PROBLEM STATEMENT
Would you extract the whole listing below and retype it exactly?

[Items listed in a dataset]

◆ ◆ ◆

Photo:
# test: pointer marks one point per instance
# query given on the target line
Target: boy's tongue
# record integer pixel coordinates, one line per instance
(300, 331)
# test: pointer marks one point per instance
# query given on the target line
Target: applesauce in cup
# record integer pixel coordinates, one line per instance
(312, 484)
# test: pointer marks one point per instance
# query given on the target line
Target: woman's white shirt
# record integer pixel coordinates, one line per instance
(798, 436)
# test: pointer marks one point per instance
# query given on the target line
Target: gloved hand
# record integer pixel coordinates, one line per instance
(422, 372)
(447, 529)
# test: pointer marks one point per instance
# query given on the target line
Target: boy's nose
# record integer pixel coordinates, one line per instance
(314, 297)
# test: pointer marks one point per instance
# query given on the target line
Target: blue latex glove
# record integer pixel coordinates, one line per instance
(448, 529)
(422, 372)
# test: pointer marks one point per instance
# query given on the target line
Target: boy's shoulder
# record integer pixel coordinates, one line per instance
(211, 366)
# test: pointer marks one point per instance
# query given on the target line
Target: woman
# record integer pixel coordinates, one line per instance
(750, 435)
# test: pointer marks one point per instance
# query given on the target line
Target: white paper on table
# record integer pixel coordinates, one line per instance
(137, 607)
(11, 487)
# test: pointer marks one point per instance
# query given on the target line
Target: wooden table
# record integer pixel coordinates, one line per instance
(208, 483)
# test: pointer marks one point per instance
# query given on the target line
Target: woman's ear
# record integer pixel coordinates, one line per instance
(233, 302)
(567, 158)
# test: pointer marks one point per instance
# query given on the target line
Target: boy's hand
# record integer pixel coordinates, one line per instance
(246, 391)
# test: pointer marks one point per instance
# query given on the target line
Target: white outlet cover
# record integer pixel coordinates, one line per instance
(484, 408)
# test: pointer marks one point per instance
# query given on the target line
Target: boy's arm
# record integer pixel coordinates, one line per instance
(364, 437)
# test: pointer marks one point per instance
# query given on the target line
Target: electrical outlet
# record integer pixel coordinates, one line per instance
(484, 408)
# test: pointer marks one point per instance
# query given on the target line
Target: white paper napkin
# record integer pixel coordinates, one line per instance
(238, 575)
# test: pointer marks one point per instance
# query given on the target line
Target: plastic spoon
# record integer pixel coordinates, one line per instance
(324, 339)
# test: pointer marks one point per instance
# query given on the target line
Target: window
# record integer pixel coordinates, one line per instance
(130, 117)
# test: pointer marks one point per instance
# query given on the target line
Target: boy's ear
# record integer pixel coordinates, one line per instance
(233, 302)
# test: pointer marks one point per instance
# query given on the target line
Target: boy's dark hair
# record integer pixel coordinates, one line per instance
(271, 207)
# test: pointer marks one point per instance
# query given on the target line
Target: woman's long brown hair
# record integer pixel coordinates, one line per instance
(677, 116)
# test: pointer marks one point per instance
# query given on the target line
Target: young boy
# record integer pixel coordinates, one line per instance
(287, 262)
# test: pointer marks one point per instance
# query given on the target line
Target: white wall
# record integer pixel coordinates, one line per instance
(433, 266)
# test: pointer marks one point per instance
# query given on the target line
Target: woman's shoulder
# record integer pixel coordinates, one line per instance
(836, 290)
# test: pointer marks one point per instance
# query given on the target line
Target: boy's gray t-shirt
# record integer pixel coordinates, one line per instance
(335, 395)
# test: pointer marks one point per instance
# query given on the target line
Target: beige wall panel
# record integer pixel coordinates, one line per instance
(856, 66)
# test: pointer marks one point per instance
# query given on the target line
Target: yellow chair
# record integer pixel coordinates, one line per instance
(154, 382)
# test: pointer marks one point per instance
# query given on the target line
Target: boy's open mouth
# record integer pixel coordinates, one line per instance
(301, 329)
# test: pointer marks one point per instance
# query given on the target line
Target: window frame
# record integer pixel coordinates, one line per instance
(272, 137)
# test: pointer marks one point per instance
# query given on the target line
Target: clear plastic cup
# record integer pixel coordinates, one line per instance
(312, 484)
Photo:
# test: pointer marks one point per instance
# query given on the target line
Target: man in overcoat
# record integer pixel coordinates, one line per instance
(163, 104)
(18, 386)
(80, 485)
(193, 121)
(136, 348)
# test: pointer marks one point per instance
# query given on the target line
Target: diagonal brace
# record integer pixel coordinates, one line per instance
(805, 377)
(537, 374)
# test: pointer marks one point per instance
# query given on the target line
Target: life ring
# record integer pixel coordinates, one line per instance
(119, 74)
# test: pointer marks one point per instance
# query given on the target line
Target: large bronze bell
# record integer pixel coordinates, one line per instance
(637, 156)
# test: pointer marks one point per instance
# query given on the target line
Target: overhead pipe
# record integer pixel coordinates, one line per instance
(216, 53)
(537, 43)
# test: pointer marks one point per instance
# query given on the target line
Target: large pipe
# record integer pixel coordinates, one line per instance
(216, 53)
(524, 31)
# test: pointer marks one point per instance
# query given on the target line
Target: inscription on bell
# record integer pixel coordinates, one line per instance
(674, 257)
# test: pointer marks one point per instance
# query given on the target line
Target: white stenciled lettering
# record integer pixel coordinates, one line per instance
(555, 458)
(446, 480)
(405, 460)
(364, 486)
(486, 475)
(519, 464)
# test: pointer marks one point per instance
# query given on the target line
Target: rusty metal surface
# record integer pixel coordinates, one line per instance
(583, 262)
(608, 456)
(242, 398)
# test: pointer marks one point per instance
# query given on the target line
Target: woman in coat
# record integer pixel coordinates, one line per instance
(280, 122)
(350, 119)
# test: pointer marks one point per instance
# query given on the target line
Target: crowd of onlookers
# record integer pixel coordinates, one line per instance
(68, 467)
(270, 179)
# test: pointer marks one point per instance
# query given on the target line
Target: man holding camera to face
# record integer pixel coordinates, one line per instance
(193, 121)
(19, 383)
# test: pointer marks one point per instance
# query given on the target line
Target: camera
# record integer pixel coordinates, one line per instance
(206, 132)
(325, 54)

◆ ◆ ◆

CORRECT RESPONSE
Photo:
# test: pointer marks one point per instance
# query given on the target line
Target: boy's tongue
# record integer pixel coordinates, one line per instance
(300, 331)
# test: pointer marks one point per instance
# query given on the target line
Target: applesauce in cup
# record integer pixel coordinates, one line per instance
(312, 484)
# test: pointer marks one point per instance
# query given on the target line
Target: woman's white shirt
# record integer pixel coordinates, one line per instance
(798, 436)
# test: pointer marks one point per instance
# query given on the target line
Target: gloved hand
# record integer pixel coordinates, one line per instance
(422, 372)
(447, 529)
# test: pointer marks one point per instance
# query given on the target line
Target: boy's nose
# record integer pixel coordinates, one line per instance
(314, 297)
# test: pointer marks one point per instance
# query given on the target line
Target: blue latex glove
# record integer pixel coordinates, one line per instance
(448, 529)
(422, 372)
# test: pointer marks one point per instance
# query given on the target line
Target: boy's shoulder
# record integer pixel coordinates, one line per instance
(211, 366)
# test: pointer marks one point per instance
# query given on the target line
Target: woman
# record integer pixel coordinates, one line per instance
(750, 435)
# test: pointer marks one point per instance
# query given on the target line
Target: white paper on table
# record integer pixel coordinates, one line per instance
(137, 607)
(11, 487)
# test: pointer marks one point per instance
# query given on the target line
Target: wooden table
# record integer pixel coordinates, one line per instance
(208, 483)
# test: pointer marks one point per instance
# query given on the target line
Target: woman's ear
# record integer pixel coordinates, one line per instance
(233, 302)
(567, 158)
# test: pointer marks one point per instance
# query given on the target line
Target: boy's hand
# record integer pixel coordinates, one line per instance
(246, 391)
# test: pointer marks one point per instance
# query given on the target line
Target: white outlet cover
# record integer pixel coordinates, one line per instance
(484, 408)
# test: pointer marks one point per instance
# query given on the target line
Target: boy's arm
# record integer pixel coordinates, one line per instance
(364, 437)
# test: pointer marks one point per instance
# query given on the target line
Target: electrical outlet
# record integer pixel coordinates, one line per instance
(484, 408)
# test: pointer marks one point per instance
# query given on the target line
Target: white paper napkin
# record integer pixel coordinates, one line per instance
(238, 575)
# test: pointer marks one point per instance
# query given on the target line
Target: plastic spoon
# record integer pixel coordinates, one line per instance
(324, 339)
# test: pointer marks one point per instance
# query given on the target line
Target: window
# record integer pixel coordinates, one line per instance
(130, 117)
# test: pointer marks one point per instance
# query given on the target line
Target: boy's ear
# record integer pixel coordinates, one line per instance
(233, 302)
# test: pointer marks one point per instance
# query given on the target line
Target: boy's dark hair
# record integer pixel coordinates, one line per instance
(271, 207)
# test: pointer marks one point per instance
# query given on the target line
Target: woman's long brown hair
# record integer pixel coordinates, one line per instance
(677, 116)
# test: pointer marks one point per instance
# query given on the target line
Target: young boy
# record integer pixel coordinates, one line per instance
(287, 262)
# test: pointer marks one point per instance
# query given on the target line
Target: white wall
# record integer pixel coordinates, one line per instance
(433, 266)
# test: pointer marks one point per instance
# query given on the target line
Target: woman's shoulder
# record integer pixel coordinates, one line per instance
(836, 290)
# test: pointer marks one point per instance
# query given on the target line
Target: boy's gray t-shirt
# record integer pixel coordinates, one line per instance
(335, 395)
# test: pointer marks one point per instance
# query given on the target line
Target: beige wall panel
# record integer pixel coordinates, one line per instance
(856, 66)
# test: pointer marks one point per instance
# query given on the target line
Target: yellow chair
# record integer pixel coordinates, one line per instance
(154, 382)
# test: pointer marks one point per instance
# query given on the target line
Target: boy's open mouth
# record integer pixel coordinates, one line per instance
(301, 329)
# test: pointer marks one point per instance
# query given on the target line
Target: window frame
# record integer pixel coordinates, one line per instance
(272, 137)
# test: pointer marks one point per instance
# query given on the target line
Target: clear plastic cup
# record integer pixel coordinates, one line per instance
(312, 484)
Photo:
# test: pointer marks one point per instance
# query given on the target line
Target: man in overcoat
# record integer pixel coordinates, one line per instance
(163, 104)
(18, 386)
(80, 485)
(193, 121)
(136, 348)
# test: pointer marks one point per instance
# query given on the target line
Target: diagonal brace
# record integer pixel coordinates, one line per instance
(805, 377)
(537, 374)
# test: pointer marks one point per instance
# query given on the target line
Target: life ring
# record integer pixel coordinates, one line per instance
(119, 74)
# test: pointer marks one point per instance
# query given on the target line
Target: large bronze bell
# record integer pixel coordinates, one line per instance
(637, 156)
# test: pointer marks one point per instance
# query given on the target line
Target: overhead pipe
# record integer pixel coordinates, one line per instance
(216, 53)
(537, 43)
# test: pointer marks one point per instance
# query given on the target line
Target: large pipe
# record integer pixel coordinates, one line per instance
(216, 53)
(524, 31)
# test: pointer marks one point per instance
# query given on the target line
Target: inscription on bell
# record integer pixel coordinates, one line per instance
(674, 257)
# test: pointer marks one point per instance
# query given on the target line
Target: white stenciled lettering
# record integer pixel coordinates, one line per instance
(555, 458)
(446, 480)
(405, 460)
(364, 486)
(486, 475)
(519, 464)
# test: pointer marks one point per instance
# query given on the target line
Target: rusty metal surface
# record integer pixel coordinates, one line per instance
(583, 262)
(608, 456)
(242, 398)
# test: pointer marks one point per instance
# query given on the target line
Target: woman in coat
# record integer pixel coordinates, one line per instance
(280, 122)
(350, 119)
# test: pointer marks one point per instance
# query given on the target line
Target: crowd of onlookers
# record integer pixel coordinates, one line per instance
(68, 467)
(270, 179)
# test: pointer marks one point per instance
# query given on the target line
Target: man holding camera to face
# record integer pixel coordinates, one line per instance
(193, 121)
(19, 383)
# test: pointer marks one point per instance
# query given on the target line
Target: camera
# record integer pixel coordinates, one line per instance
(206, 132)
(325, 54)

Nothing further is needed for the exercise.